*DATASET RECORDS*
= = = =

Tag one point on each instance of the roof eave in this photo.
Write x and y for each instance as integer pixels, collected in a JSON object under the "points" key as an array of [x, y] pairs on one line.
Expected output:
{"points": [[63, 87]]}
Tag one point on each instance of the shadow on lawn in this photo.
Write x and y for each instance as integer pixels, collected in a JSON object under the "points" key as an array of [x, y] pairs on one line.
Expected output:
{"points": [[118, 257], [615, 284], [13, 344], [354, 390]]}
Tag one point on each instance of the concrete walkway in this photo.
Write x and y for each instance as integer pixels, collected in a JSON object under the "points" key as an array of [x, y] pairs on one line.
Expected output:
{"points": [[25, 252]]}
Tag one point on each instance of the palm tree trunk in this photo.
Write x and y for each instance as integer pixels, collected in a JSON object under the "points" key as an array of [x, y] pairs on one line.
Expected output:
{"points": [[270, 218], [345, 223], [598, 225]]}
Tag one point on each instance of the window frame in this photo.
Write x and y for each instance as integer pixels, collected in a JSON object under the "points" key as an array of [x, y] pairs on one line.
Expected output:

= = = =

*DO THIS*
Render every line of the records above as a JSON list of strings, one string per line, with blank lines left out.

*EXERCISE RESPONSE*
[
  "Tag one point on each instance of the roof eave in this photo.",
  "Write x and y for each instance as integer pixels, collected in a JSON object under the \"points\" key as an array of [x, y] pairs on one line.",
  "Expected output:",
  "{\"points\": [[63, 87]]}",
  "Tag one point on each instance of the shadow on lawn in this photo.",
  "Write x and y for each instance as integer pixels, collected in a JSON object under the \"points\" key as an array of [x, y] pairs on one line.",
  "Expected output:",
  "{\"points\": [[118, 257], [615, 284], [13, 344], [354, 390]]}",
  "Tag one point on each instance of the concrete walkway in this photo.",
  "Write x and y for each instance as integer pixels, collected in a JSON object under the \"points\" key as an array of [x, y] pairs on one line.",
  "Expected output:",
  "{\"points\": [[25, 252]]}",
  "Tag one point on each instance of the palm tree trunk in this photo.",
  "Write x and y for each instance as integer pixels, collected in a JSON object under the \"points\" key as an array of [x, y] pairs on one line.",
  "Expected output:",
  "{\"points\": [[270, 218], [345, 223], [598, 225]]}",
  "Tag one point on each instance of the window frame in this photo.",
  "Write x and y for each instance as integer pixels, collected in a JSON object under the \"points\" key as an array of [x, y] pairs on one line.",
  "Expected output:"
]